--- What is expected ---
Nothing but the data below, returned exactly, should appear in the answer.

Collected data
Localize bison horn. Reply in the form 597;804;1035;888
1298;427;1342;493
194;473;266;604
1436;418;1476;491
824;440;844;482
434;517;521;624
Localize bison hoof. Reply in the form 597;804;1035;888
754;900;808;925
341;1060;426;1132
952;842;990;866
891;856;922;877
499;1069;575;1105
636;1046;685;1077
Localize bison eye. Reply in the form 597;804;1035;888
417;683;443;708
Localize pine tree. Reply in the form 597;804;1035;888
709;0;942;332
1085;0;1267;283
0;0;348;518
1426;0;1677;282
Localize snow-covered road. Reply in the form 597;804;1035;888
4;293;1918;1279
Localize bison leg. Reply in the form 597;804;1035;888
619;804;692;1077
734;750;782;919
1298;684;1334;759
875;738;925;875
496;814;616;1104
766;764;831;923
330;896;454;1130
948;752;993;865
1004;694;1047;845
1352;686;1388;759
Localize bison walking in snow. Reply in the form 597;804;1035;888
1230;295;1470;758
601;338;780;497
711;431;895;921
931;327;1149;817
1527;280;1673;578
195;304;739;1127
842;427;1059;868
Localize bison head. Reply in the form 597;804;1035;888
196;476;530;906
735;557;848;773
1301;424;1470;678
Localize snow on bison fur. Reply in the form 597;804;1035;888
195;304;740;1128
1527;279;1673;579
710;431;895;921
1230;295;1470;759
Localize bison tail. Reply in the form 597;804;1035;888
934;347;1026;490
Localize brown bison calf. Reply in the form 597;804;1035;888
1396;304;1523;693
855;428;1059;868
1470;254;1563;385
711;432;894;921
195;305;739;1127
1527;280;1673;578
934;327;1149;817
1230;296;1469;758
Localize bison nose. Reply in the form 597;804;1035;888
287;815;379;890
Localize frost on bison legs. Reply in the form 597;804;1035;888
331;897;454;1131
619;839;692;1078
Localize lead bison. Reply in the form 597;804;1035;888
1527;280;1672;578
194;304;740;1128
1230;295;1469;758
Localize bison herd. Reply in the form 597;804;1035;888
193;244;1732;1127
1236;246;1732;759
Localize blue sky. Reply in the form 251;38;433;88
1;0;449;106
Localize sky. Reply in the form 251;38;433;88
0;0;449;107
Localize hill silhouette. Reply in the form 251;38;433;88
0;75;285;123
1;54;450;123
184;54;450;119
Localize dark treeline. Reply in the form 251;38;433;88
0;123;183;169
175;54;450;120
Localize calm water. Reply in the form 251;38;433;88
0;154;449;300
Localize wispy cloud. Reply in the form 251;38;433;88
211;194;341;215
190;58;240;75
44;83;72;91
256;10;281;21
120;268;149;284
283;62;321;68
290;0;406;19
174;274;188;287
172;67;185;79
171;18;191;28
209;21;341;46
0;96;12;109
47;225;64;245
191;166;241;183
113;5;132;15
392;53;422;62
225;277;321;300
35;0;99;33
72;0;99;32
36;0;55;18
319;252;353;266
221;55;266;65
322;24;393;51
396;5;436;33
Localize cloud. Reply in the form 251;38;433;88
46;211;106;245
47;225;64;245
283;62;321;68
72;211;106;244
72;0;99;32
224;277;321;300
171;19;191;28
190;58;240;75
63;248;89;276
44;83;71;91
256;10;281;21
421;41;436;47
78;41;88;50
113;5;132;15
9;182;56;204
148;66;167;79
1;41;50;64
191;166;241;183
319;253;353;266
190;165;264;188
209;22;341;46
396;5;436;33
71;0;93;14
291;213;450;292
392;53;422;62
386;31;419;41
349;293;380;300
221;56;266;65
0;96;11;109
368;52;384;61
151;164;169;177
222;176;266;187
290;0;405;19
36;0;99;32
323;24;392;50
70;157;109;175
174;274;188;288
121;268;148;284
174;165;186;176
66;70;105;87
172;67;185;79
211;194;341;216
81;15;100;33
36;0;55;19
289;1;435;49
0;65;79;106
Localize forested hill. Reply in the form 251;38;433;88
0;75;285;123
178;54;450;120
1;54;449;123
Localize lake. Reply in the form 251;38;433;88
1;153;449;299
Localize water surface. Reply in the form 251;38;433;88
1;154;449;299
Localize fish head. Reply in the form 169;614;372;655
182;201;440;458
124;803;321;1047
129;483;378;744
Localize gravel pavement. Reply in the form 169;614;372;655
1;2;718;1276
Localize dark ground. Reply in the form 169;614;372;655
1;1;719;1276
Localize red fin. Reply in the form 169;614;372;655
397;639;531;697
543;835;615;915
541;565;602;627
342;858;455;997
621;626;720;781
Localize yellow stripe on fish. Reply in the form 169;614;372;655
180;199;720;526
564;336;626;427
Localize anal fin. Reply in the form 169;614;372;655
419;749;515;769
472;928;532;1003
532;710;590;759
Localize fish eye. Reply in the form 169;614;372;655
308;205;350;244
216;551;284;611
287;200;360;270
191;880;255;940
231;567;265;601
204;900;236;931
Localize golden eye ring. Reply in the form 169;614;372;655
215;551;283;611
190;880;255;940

--- Expected answer ---
Localize bison horn. Reply in the form 597;804;1035;888
1298;427;1342;493
194;473;266;604
1436;418;1476;491
824;440;844;482
434;517;521;624
Localize bison hoof. Reply in the form 597;804;1035;888
754;900;808;925
341;1060;426;1132
952;842;990;866
891;856;922;877
499;1069;575;1105
636;1046;685;1077
Localize bison eye. Reply in the form 597;804;1035;888
417;683;443;708
Localize pine tree. Reply in the form 597;804;1035;888
709;0;942;332
1085;0;1267;283
0;0;348;518
1426;0;1677;282
Localize snow-covered road. Reply in the form 597;804;1035;888
4;293;1918;1279
Localize bison leg. Reply in the form 597;804;1035;888
619;804;692;1077
734;750;782;919
1298;684;1334;759
875;738;925;875
496;814;616;1104
766;764;831;923
330;896;454;1130
948;752;993;865
1004;694;1047;845
1352;686;1388;759
Localize bison walking in snow. Reply in the form 597;804;1035;888
1230;295;1470;758
601;338;780;497
711;431;895;921
931;327;1149;817
1527;280;1673;578
195;304;739;1127
842;427;1059;868
Localize bison head. Reply in the form 597;804;1035;888
196;476;530;906
735;557;848;773
1301;424;1470;678
Localize snow on bison fur. Reply in the form 597;804;1035;888
195;304;740;1128
1527;279;1673;579
710;431;895;921
1230;295;1470;759
Localize bison tail. Reply in the form 597;804;1035;888
934;347;1026;490
Localize brown bison calf. Reply in the form 597;804;1035;888
1396;304;1523;693
855;428;1059;868
1470;254;1563;385
711;432;894;921
195;305;739;1127
1527;280;1673;578
934;327;1149;817
1230;296;1469;758
Localize bison nose. Reply in the form 597;804;1035;888
287;815;379;890
Localize frost on bison legs. Reply in the form 597;804;1035;888
331;897;454;1131
619;839;692;1078
Localize lead bison. Reply in the form 597;804;1035;888
1527;280;1672;578
194;304;740;1128
1230;295;1469;758
Localize bison herd. Reply in the form 597;804;1035;888
193;244;1732;1127
1236;246;1732;759
Localize blue sky. Reply in the form 251;38;433;88
1;0;449;106
Localize sky. Reply in the form 251;38;433;88
0;0;449;107
Localize hill silhouette. Reply in the form 251;38;433;88
0;75;285;123
1;54;450;123
184;54;450;119
Localize dark treeline. Reply in the form 251;38;433;88
0;123;183;169
175;54;450;120
Localize calm water. Reply in the form 251;38;433;88
0;154;449;300
Localize wispy cloud. Reply in the form 251;38;433;88
211;194;341;215
190;58;240;75
44;83;72;91
256;10;281;21
120;268;149;284
283;62;321;68
290;0;406;19
174;274;188;287
172;67;185;79
171;18;191;28
209;21;341;46
0;96;12;109
47;225;64;245
191;166;241;183
113;5;132;15
392;53;422;62
225;277;321;300
35;0;99;33
72;0;99;32
36;0;55;18
319;252;353;266
221;55;266;65
322;24;393;51
396;5;436;33
Localize cloud. Reply in the form 251;38;433;88
46;211;106;245
47;225;64;245
283;62;321;68
72;211;106;244
72;0;99;32
224;277;321;300
171;19;191;28
190;58;240;75
63;248;89;276
44;83;71;91
256;10;281;21
421;41;436;47
78;41;88;50
113;5;132;15
9;182;56;204
148;66;167;79
1;41;50;64
191;166;241;183
319;253;353;266
190;165;264;188
209;22;341;46
396;5;436;33
71;0;93;14
291;213;450;292
392;53;422;62
386;31;419;41
349;293;380;300
221;56;266;65
0;96;11;109
368;52;384;61
151;164;169;177
222;176;266;187
290;0;405;19
36;0;99;32
323;24;392;50
70;157;109;175
174;274;188;288
121;268;148;284
174;165;186;176
66;70;105;87
172;67;185;79
211;194;341;216
81;15;100;33
36;0;55;19
289;1;435;49
0;65;79;106
Localize forested hill. Reply in the form 251;38;433;88
0;75;285;123
178;54;450;120
1;54;449;123
Localize lake. Reply in the form 251;38;433;88
1;153;449;299
Localize water surface. Reply in the form 251;38;433;88
1;154;449;299
Localize fish head. Reply in the form 169;614;372;655
182;201;440;458
124;803;321;1047
129;483;378;744
Localize gravel pavement. Reply in the form 169;614;372;655
1;2;718;1276
Localize dark ground. Reply in the form 169;614;372;655
1;1;719;1276
Localize red fin. Reply in the form 169;614;372;655
397;639;531;697
543;835;615;915
541;565;602;627
342;858;455;997
621;626;720;781
Localize yellow stripe on fish. Reply in the form 169;614;372;655
180;199;720;526
564;336;626;427
Localize anal fin. Reply in the form 169;614;372;655
419;749;515;769
472;928;532;1003
532;710;590;759
Localize fish eye. Reply in the form 169;614;372;655
308;205;350;244
216;551;284;611
287;200;360;270
191;880;255;940
231;567;265;601
204;900;236;931
Localize golden eye ring. Reply in the form 169;614;372;655
215;551;283;611
190;880;255;940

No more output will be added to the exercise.